▸ What is required
Pick out each line in the entries below that contains the word "grass" and copy those lines.

....

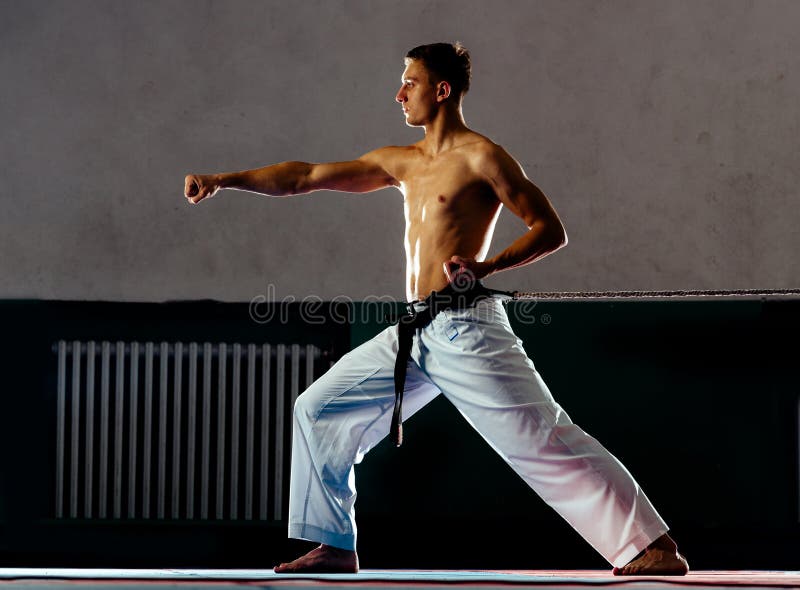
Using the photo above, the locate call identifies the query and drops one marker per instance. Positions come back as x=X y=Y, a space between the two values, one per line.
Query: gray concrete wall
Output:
x=665 y=134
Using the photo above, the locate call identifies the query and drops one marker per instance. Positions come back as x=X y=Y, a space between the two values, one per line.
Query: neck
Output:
x=441 y=133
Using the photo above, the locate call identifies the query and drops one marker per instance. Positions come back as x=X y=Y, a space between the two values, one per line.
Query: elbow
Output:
x=558 y=236
x=563 y=240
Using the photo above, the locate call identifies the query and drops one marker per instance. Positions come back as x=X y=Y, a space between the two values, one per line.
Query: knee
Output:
x=306 y=407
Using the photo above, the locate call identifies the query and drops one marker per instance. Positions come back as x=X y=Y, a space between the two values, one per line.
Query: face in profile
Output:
x=417 y=95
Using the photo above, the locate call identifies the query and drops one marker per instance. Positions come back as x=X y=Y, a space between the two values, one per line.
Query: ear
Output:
x=442 y=91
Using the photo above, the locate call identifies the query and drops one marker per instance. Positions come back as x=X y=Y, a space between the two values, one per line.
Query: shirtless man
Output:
x=454 y=183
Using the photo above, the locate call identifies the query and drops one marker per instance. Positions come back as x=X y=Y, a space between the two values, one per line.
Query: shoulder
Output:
x=393 y=159
x=491 y=159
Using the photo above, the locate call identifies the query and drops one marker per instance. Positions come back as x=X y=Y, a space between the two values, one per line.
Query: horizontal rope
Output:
x=650 y=294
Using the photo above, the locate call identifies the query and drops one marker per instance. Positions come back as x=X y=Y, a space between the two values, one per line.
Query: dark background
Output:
x=698 y=398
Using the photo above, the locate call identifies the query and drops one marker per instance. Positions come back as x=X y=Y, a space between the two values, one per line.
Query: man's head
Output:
x=445 y=62
x=436 y=75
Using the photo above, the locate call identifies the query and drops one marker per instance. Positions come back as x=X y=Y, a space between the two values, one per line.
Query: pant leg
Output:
x=337 y=420
x=479 y=364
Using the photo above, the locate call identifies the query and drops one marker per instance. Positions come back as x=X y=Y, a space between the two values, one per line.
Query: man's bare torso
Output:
x=450 y=209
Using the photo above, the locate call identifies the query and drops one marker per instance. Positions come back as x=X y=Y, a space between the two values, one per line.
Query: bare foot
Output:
x=325 y=559
x=661 y=558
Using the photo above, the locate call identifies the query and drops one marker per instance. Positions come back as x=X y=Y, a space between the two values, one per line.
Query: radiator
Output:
x=175 y=430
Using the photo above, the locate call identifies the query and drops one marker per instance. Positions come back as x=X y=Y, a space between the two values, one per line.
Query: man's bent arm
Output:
x=545 y=232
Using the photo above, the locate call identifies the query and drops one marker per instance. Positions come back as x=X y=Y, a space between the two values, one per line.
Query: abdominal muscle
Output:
x=427 y=251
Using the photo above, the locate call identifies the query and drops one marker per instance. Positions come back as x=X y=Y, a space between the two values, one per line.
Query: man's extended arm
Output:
x=365 y=174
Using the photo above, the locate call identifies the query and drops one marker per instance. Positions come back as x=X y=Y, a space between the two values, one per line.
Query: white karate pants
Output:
x=474 y=358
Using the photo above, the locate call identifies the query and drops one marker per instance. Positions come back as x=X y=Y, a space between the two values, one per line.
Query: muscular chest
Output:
x=446 y=191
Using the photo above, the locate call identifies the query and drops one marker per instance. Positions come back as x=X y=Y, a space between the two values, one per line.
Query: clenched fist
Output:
x=199 y=186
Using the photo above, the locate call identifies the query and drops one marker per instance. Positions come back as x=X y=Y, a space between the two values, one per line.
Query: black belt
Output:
x=451 y=297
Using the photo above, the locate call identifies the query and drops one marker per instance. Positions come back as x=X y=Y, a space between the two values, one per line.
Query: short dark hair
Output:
x=448 y=62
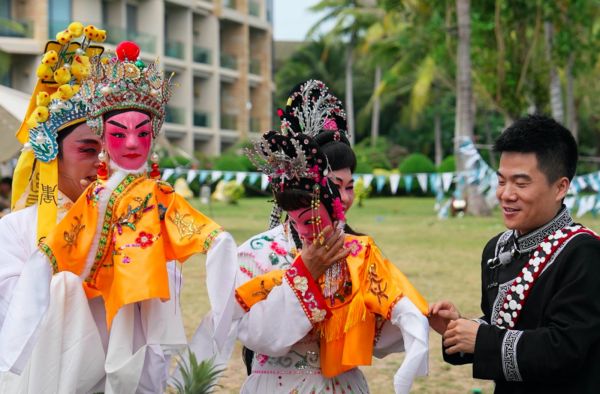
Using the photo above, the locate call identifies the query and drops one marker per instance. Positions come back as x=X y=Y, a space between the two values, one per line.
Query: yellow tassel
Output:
x=334 y=326
x=357 y=312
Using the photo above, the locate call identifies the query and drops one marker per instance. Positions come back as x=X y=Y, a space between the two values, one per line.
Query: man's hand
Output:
x=441 y=314
x=325 y=251
x=460 y=336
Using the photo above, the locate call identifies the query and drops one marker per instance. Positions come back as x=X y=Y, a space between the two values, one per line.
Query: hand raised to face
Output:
x=128 y=138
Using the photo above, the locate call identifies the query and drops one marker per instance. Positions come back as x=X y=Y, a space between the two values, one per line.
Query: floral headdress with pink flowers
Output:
x=311 y=109
x=126 y=82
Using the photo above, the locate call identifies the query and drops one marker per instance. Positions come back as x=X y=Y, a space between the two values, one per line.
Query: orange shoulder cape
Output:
x=122 y=255
x=377 y=285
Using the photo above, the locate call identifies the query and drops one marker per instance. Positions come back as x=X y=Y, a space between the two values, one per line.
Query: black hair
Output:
x=64 y=133
x=337 y=149
x=553 y=144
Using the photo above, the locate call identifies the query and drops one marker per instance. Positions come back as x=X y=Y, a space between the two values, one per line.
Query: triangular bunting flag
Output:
x=380 y=183
x=422 y=179
x=394 y=182
x=190 y=176
x=408 y=183
x=264 y=182
x=240 y=176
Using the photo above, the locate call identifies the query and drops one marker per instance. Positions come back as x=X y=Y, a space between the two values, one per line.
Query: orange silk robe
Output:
x=348 y=331
x=120 y=243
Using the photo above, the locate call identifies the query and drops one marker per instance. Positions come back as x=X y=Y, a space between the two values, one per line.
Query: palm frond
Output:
x=197 y=378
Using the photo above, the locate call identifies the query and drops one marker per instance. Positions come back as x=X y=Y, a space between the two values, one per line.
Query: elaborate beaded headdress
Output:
x=125 y=82
x=55 y=104
x=311 y=108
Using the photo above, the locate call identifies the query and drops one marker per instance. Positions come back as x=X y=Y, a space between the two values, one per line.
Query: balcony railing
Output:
x=229 y=121
x=15 y=28
x=229 y=61
x=255 y=125
x=175 y=115
x=230 y=4
x=202 y=55
x=146 y=42
x=254 y=8
x=201 y=118
x=254 y=66
x=174 y=49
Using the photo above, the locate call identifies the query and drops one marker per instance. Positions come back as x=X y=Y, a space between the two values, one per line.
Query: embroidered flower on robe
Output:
x=301 y=284
x=144 y=239
x=354 y=246
x=278 y=249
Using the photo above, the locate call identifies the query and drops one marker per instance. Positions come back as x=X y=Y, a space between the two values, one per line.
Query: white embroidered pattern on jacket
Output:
x=509 y=356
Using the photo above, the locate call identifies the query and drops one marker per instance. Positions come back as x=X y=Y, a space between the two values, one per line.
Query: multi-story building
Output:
x=219 y=50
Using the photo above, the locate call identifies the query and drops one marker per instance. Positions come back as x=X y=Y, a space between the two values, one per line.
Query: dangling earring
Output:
x=102 y=168
x=155 y=173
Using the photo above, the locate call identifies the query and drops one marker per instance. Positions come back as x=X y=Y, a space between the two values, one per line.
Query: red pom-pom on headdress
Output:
x=128 y=50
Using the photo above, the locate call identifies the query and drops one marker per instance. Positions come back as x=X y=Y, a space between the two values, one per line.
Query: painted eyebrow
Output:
x=114 y=122
x=143 y=123
x=88 y=141
x=303 y=212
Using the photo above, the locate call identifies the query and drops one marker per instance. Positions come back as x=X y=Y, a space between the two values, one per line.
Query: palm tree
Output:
x=351 y=18
x=465 y=118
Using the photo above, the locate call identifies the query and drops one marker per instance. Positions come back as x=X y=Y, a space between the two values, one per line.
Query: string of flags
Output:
x=583 y=197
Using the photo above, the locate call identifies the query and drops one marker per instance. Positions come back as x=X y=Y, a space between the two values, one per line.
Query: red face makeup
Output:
x=128 y=138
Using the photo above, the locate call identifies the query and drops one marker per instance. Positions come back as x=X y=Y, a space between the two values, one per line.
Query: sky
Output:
x=292 y=19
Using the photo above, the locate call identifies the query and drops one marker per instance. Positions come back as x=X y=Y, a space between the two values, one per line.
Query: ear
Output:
x=562 y=187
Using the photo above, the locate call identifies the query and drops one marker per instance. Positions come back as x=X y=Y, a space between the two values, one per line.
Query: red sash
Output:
x=520 y=288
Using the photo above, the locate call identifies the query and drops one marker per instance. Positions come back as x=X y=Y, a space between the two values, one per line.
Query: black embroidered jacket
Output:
x=554 y=347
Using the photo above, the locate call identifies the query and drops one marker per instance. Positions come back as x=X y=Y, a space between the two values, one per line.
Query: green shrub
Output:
x=448 y=164
x=361 y=193
x=174 y=162
x=232 y=162
x=415 y=163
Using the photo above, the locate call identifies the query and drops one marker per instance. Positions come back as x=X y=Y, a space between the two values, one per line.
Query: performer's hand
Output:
x=460 y=336
x=441 y=314
x=325 y=251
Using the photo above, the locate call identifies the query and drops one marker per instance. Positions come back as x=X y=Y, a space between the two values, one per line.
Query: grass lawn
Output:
x=440 y=257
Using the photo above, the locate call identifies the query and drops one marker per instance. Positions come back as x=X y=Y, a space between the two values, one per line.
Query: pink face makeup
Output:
x=128 y=137
x=303 y=221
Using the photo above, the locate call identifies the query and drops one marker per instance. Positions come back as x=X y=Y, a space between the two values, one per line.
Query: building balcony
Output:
x=201 y=118
x=146 y=42
x=254 y=66
x=174 y=49
x=16 y=28
x=230 y=4
x=202 y=55
x=254 y=8
x=229 y=121
x=255 y=124
x=228 y=61
x=175 y=114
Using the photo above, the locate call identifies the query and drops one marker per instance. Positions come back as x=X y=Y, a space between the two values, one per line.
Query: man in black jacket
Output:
x=540 y=329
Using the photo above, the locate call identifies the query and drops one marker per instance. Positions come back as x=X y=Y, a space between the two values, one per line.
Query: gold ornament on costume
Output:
x=125 y=82
x=55 y=104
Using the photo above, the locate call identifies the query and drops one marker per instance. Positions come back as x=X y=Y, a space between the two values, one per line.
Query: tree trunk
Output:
x=437 y=135
x=571 y=110
x=349 y=91
x=376 y=107
x=555 y=90
x=464 y=103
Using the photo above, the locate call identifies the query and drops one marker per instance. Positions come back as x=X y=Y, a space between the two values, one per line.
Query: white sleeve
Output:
x=13 y=255
x=25 y=312
x=221 y=272
x=415 y=332
x=274 y=324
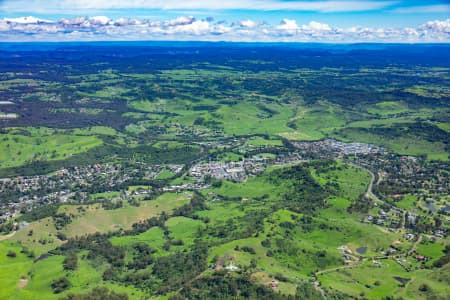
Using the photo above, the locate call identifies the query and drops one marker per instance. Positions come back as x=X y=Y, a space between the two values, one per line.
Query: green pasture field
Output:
x=19 y=147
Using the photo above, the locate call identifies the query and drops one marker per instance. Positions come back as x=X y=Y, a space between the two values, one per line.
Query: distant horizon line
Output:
x=225 y=42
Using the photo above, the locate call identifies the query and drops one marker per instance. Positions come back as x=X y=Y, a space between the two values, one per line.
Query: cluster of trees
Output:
x=98 y=293
x=303 y=193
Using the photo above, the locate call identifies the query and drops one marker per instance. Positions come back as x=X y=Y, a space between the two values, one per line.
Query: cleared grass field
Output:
x=97 y=219
x=19 y=147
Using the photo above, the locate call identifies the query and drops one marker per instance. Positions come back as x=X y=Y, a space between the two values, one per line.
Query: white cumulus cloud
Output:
x=190 y=28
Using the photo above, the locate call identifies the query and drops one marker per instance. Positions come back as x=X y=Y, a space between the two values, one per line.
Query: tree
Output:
x=11 y=254
x=70 y=262
x=60 y=285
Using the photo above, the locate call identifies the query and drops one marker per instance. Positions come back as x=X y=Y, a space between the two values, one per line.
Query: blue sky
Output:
x=287 y=20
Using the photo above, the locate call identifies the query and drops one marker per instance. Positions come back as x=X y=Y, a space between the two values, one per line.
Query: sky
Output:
x=339 y=21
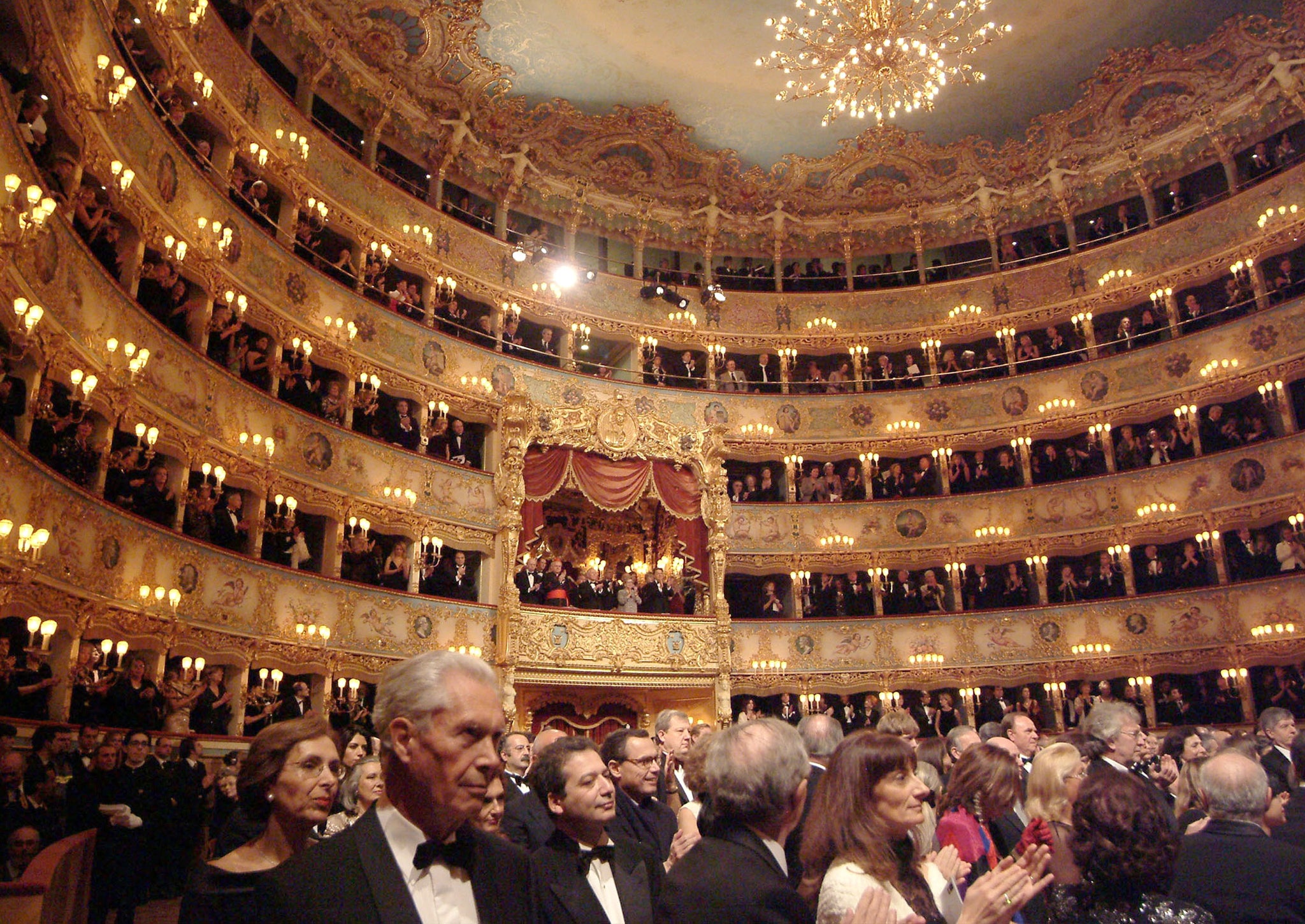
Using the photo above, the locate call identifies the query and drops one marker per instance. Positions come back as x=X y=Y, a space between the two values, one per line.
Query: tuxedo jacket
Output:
x=526 y=823
x=730 y=877
x=352 y=877
x=565 y=895
x=1240 y=875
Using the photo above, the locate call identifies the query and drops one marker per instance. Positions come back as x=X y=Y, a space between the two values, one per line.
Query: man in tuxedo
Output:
x=1234 y=868
x=296 y=705
x=530 y=582
x=675 y=738
x=631 y=756
x=230 y=530
x=1022 y=731
x=737 y=875
x=414 y=856
x=820 y=735
x=526 y=821
x=732 y=379
x=767 y=376
x=692 y=376
x=1118 y=728
x=1280 y=726
x=589 y=593
x=656 y=595
x=514 y=751
x=582 y=875
x=459 y=447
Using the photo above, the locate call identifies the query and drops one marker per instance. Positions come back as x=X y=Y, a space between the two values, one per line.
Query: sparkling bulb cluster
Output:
x=879 y=57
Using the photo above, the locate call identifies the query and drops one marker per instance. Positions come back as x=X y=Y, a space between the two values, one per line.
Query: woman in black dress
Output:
x=289 y=781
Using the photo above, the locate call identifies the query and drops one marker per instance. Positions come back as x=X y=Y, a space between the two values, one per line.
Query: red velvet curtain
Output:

....

▸ Answer below
Query: grass lawn
Query: cleared grass field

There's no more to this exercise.